[Task instructions]: The listing below should be printed again word for word, without any images.

[Material provided]:
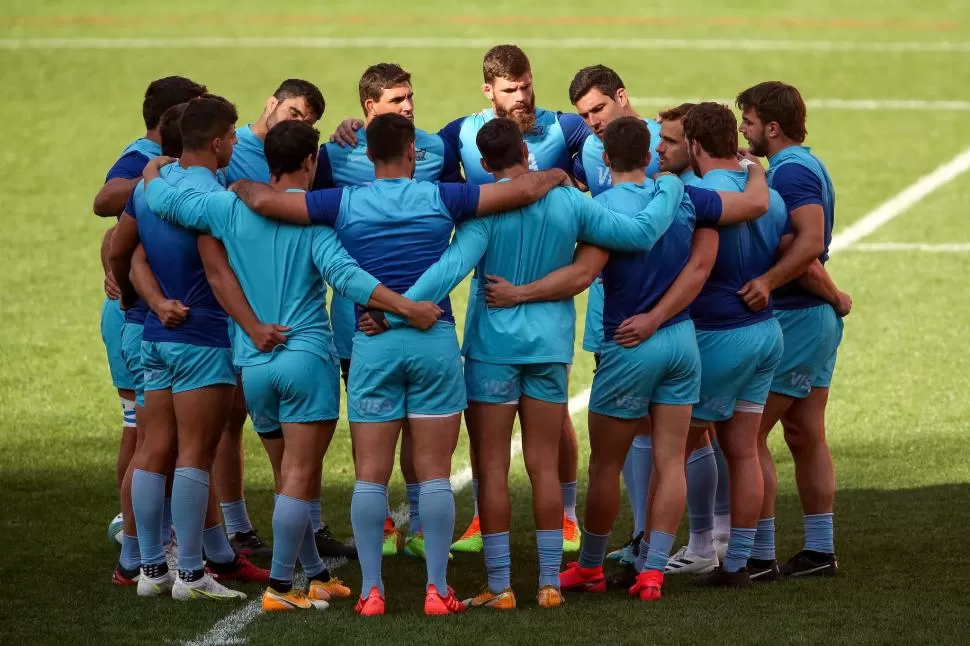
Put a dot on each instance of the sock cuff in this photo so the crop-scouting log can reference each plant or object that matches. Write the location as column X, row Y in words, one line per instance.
column 700, row 453
column 196, row 475
column 362, row 486
column 435, row 486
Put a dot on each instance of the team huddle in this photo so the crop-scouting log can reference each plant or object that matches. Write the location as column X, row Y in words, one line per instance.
column 711, row 318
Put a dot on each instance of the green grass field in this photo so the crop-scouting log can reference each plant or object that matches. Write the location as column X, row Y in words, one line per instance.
column 898, row 412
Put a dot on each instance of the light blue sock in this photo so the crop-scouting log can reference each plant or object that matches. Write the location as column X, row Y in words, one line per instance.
column 722, row 497
column 659, row 550
column 764, row 540
column 642, row 469
column 148, row 502
column 308, row 555
column 167, row 521
column 190, row 496
column 130, row 556
column 549, row 547
column 569, row 499
column 236, row 516
column 291, row 518
column 701, row 487
column 414, row 492
column 498, row 561
column 316, row 516
column 739, row 548
column 592, row 550
column 819, row 533
column 437, row 509
column 216, row 546
column 475, row 494
column 367, row 518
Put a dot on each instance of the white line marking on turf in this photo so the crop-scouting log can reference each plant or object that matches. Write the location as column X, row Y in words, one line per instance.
column 946, row 247
column 826, row 104
column 458, row 42
column 226, row 632
column 899, row 203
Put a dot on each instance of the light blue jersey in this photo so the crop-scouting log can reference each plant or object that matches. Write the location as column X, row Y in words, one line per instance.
column 539, row 332
column 597, row 175
column 279, row 266
column 248, row 158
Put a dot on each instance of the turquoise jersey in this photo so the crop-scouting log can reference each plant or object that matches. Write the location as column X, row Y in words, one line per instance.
column 248, row 158
column 279, row 266
column 597, row 175
column 505, row 245
column 745, row 251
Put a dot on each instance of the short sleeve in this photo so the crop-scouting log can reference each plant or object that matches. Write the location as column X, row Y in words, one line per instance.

[Output of the task]:
Put a dot on each instance of the sock cuff in this photo so the crop-scouting log can reference each plant or object that matches. Write the location as column X, row Y in words, one line per instance.
column 700, row 453
column 196, row 475
column 362, row 486
column 435, row 486
Put a dot on each instance of the team huddle in this photo so the crop-scouting log can reference each plant or object that matches. Write the location as column X, row Y in words, one line per instance.
column 711, row 318
Put a dot on each instance of the green grass field in this photo so the crop-scouting log can reference each plant or object that matches. Write the location as column X, row Y in words, one line per instance.
column 898, row 412
Put a dot on each instance of the light blue sock in this photo so the crop-scouting log can reference each plant or object that matches. Write the location as column X, row Y in words, one line per instance.
column 722, row 497
column 659, row 550
column 764, row 540
column 642, row 469
column 148, row 502
column 308, row 555
column 167, row 521
column 190, row 496
column 130, row 556
column 549, row 547
column 569, row 499
column 236, row 516
column 291, row 518
column 701, row 487
column 414, row 492
column 498, row 561
column 316, row 516
column 739, row 548
column 592, row 550
column 819, row 533
column 437, row 509
column 216, row 546
column 475, row 494
column 367, row 518
Put a dot on each instance of the white line marking on turf in this photo so the crop-scouting log can reference each plant or object that matches. Write the location as column X, row Y in words, one line per instance.
column 946, row 247
column 826, row 104
column 458, row 42
column 226, row 632
column 899, row 203
Put a dot on each instance of the light blue jersey in this photo so the crop-scouting log can reference each plant or object that matches. Write the location as column X, row Y in words, one line per instance.
column 539, row 332
column 597, row 175
column 279, row 266
column 248, row 158
Put a dot on each instance of the turquoise jersey in this photo so the crop-scouting log can reference each plant or object that matches. Write the location as column X, row Y in words, one line per instance.
column 248, row 158
column 279, row 266
column 597, row 175
column 505, row 245
column 745, row 251
Put a dot on each instance of the short sleeve in this photo so the crop-scouting log can reference each plant or object that matches. Write the location as column X, row Y in words, one line per instance.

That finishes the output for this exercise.